_Given text:_
-------
Innovation
4:22 pm
Mon April 1, 2013

Medical Homes House Multiple Services Under One Roof

Asaf Bitton
Asaf Bitton
Credit WGBH

A visit to your primary care physician often means long waits in exchange for fleeting face-time with your doctor. But a growing trend in the medical field aims to change that – and a whole lot more – about the way patients are treated.

Come in for a routine check-up at Advanced Primary Care Associates in Jamaica Plain, and you may end up sitting down with a pharmacist. This isn’t your typical doctor’s office. It’s what’s known as a patient-centered medical home.

"So a medical home is essentially a clinic in which there’s a team of providers in different levels of health professions who work together centered around a patient’s needs to provide health care and health promotion," said Asaf Bitton, a primary care physician and assistant medical director at APCA.

Bitton is part of team that includes a physician’s assistant, a social worker, a pharmacist, and a nutrition expert. Before their daily appointments, the team “huddles” to discuss each patient’s care.

"We think that by having various professionals who are coordinating, who are accessible 24/7 who work together and ask you what your needs are – we think that’s getting closer to what patients actually want," Bitton said.

Part of that coordination includes what’s called a “warm hand-off” – from one specialist to another.
-------
_Records provided:_
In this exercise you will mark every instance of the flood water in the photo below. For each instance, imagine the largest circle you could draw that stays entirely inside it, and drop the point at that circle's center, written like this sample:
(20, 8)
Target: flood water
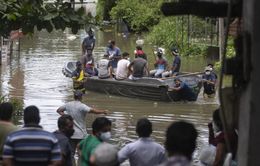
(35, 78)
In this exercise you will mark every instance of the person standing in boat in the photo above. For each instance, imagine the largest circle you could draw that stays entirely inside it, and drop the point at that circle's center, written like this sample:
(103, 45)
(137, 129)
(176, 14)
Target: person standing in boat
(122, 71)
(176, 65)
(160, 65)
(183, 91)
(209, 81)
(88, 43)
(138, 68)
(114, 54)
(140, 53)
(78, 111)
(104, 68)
-------
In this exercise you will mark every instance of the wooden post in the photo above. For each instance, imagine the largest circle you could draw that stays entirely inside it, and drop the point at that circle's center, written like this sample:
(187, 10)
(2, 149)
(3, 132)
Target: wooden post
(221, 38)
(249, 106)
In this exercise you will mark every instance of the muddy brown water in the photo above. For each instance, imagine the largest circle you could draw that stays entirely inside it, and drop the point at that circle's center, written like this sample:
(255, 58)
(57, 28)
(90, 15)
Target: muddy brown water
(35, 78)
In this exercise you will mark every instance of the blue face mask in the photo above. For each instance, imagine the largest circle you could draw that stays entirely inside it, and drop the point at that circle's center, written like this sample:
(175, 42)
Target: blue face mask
-------
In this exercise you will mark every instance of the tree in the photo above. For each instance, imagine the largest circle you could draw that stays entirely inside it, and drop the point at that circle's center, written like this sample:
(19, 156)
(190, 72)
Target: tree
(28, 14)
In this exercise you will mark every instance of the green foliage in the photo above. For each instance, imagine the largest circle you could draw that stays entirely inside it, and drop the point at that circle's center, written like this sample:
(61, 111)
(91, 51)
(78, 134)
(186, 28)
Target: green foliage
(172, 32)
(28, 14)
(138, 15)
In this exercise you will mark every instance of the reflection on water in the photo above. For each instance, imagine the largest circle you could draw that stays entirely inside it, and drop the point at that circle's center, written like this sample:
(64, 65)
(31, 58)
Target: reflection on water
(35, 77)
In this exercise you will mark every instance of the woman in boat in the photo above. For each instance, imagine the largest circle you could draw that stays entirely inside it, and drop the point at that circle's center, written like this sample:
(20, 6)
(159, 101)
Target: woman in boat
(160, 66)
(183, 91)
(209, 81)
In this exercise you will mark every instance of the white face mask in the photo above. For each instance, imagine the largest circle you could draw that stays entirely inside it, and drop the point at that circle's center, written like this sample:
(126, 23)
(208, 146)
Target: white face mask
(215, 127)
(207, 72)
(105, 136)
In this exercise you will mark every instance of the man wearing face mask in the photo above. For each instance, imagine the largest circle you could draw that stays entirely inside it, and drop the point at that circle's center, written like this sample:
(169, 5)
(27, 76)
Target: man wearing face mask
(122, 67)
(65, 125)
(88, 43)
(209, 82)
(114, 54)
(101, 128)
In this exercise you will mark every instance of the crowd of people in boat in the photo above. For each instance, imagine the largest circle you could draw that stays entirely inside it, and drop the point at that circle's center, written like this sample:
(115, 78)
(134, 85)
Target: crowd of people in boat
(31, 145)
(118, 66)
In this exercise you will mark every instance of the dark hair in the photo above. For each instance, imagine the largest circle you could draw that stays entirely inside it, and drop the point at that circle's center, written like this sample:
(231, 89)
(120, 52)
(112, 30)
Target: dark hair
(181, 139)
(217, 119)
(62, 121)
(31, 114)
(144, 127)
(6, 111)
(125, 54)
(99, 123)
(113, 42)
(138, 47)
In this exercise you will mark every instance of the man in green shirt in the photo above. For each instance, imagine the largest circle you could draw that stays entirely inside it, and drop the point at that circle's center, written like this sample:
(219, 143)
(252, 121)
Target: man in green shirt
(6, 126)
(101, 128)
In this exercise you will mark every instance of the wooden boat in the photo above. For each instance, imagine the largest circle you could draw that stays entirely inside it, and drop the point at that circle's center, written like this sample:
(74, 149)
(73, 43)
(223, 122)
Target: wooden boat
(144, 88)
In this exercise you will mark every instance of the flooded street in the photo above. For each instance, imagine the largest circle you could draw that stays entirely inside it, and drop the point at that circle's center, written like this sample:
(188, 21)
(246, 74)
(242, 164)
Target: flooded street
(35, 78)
-------
_Instructions for the task:_ Name each kind of professional that the medical home article above says is on Asaf Bitton's team.

_Answer to this problem:_ A physician's assistant, a social worker, a pharmacist, and a nutrition expert.